Text:
________________________

KEYWORDS: ex-dividend day, price drop ratio, tax clientele effect, dividend policy, market microstructure, anomaly
1. Introduction
In a frictionless capital market with no taxes and no transaction costs, a stock's price should decline by exactly the amount of the dividend on the ex-dividend date. This prediction follows directly from the absence of arbitrage: if the stock dropped by less than the dividend, an investor could buy shares the day before, capture the dividend, and sell at a profit; if it dropped by more, an investor could short before and cover after. The Miller & Modigliani (1961) dividend irrelevance proposition provides the theoretical foundation — in perfect markets, dividend policy is irrelevant to firm value, and the ex-day price adjustment should be dollar-for-dollar.
Yet real markets are not frictionless. At least three classes of friction may cause the observed price drop to deviate from the dividend amount:
- Differential taxation. In most jurisdictions, dividends and capital gains are taxed at different rates. If the marginal investor faces a higher tax rate on dividends than on capital gains, the equilibrium ex-day price drop will be less than the full dividend, reflecting the after-tax indifference condition. Elton & Gruber (1970) formalized this insight and used the observed drop ratio to infer the marginal tax rate of stockholders.

________________________

Stated goal A:
Please report each line of the records that contains the string "wearing", treating case as significant.

________________________

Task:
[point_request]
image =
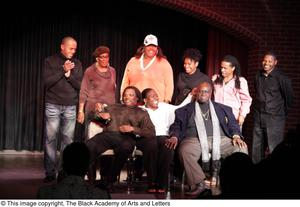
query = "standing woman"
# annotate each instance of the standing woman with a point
(191, 77)
(231, 89)
(98, 87)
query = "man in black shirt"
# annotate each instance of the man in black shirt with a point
(62, 78)
(274, 95)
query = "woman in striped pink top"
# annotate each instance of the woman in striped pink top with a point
(231, 89)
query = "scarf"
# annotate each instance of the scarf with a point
(203, 136)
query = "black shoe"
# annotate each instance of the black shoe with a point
(197, 191)
(49, 178)
(61, 175)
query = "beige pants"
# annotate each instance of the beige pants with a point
(190, 153)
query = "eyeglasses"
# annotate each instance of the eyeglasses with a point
(203, 91)
(103, 56)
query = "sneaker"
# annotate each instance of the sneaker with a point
(197, 191)
(49, 178)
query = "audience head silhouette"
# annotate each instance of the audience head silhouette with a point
(76, 159)
(235, 176)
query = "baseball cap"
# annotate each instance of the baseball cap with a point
(150, 40)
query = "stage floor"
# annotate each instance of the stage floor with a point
(21, 175)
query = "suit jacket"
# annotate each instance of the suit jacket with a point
(224, 113)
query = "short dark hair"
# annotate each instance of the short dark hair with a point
(271, 53)
(145, 92)
(76, 157)
(137, 92)
(193, 54)
(100, 50)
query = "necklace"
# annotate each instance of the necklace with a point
(205, 115)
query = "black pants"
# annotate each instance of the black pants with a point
(123, 146)
(164, 160)
(268, 132)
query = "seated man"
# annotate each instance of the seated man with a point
(162, 116)
(204, 126)
(125, 125)
(75, 165)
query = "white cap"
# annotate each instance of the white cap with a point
(150, 40)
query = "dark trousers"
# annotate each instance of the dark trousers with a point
(268, 132)
(123, 146)
(165, 157)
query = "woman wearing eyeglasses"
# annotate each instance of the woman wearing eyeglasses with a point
(98, 86)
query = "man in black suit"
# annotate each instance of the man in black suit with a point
(204, 127)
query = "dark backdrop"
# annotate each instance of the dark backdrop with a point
(28, 36)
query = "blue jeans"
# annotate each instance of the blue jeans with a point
(58, 118)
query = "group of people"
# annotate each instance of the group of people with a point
(205, 122)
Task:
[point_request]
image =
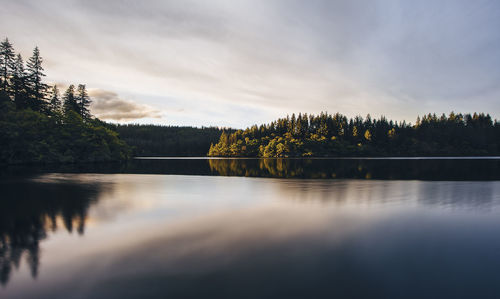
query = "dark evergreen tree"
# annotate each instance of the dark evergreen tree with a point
(83, 101)
(69, 100)
(19, 84)
(55, 101)
(37, 88)
(7, 58)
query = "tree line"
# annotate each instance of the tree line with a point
(38, 125)
(155, 140)
(336, 135)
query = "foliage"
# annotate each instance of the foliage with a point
(336, 135)
(151, 140)
(34, 128)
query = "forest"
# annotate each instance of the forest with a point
(327, 135)
(38, 125)
(154, 140)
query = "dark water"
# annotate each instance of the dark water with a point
(252, 229)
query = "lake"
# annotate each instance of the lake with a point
(252, 228)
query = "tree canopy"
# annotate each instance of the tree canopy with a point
(34, 127)
(336, 135)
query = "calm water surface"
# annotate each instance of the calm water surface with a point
(252, 229)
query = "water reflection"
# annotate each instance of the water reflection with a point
(237, 237)
(28, 211)
(384, 169)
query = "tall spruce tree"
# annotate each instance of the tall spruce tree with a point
(55, 101)
(7, 58)
(83, 101)
(19, 87)
(69, 99)
(38, 89)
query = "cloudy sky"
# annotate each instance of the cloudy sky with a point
(237, 62)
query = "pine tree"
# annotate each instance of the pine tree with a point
(38, 89)
(69, 99)
(83, 101)
(7, 58)
(19, 88)
(55, 101)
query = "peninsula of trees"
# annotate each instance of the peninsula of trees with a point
(327, 135)
(38, 125)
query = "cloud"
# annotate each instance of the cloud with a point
(248, 61)
(107, 105)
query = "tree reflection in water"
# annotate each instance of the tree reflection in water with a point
(27, 214)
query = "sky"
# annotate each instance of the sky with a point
(235, 63)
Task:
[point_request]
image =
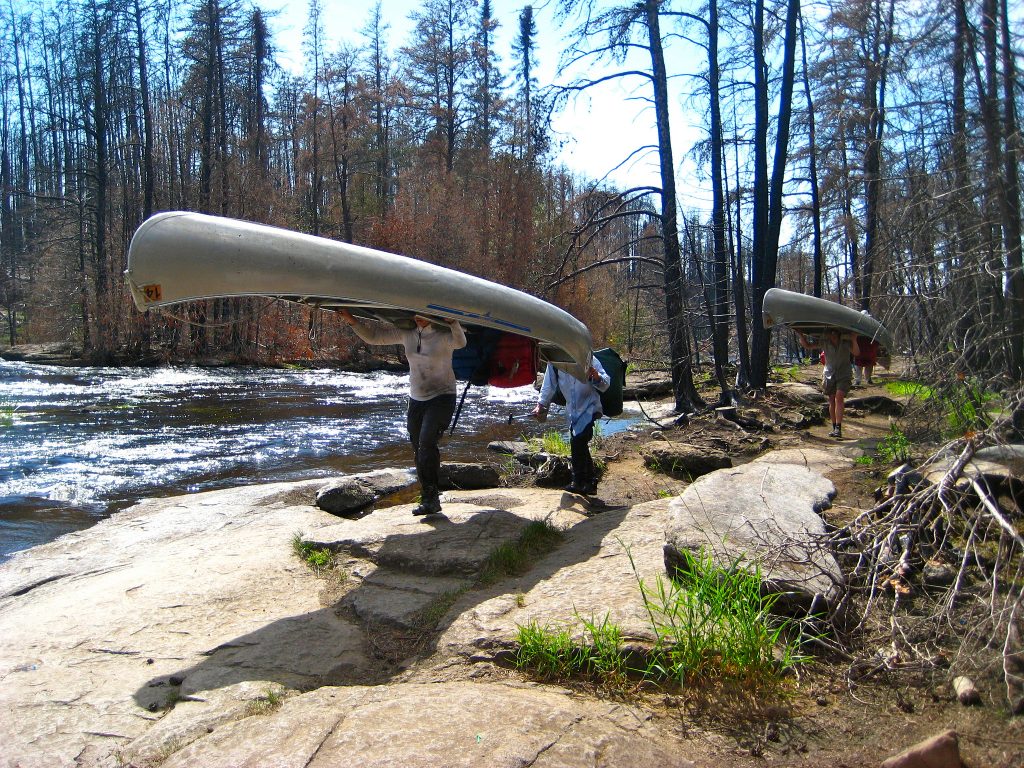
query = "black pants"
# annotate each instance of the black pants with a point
(427, 421)
(583, 464)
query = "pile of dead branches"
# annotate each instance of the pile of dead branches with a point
(936, 568)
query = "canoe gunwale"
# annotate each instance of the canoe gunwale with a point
(240, 259)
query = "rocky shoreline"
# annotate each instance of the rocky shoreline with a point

________________________

Stated goal B:
Answer these questions from the introduction above:
(i) In what year was the Miller & Modigliani dividend irrelevance proposition published?
(ii) How many classes of friction, at minimum, does the introduction say may cause the price drop to deviate from the dividend amount?
(iii) Who formalized the insight about differential taxation, and in what year?

Expected answer A:
query = "woman wearing eyeglasses"
# annotate each instance of the woman wearing eyeglasses with a point

Expected answer B:
(i) 1961
(ii) At least three
(iii) Elton & Gruber, in 1970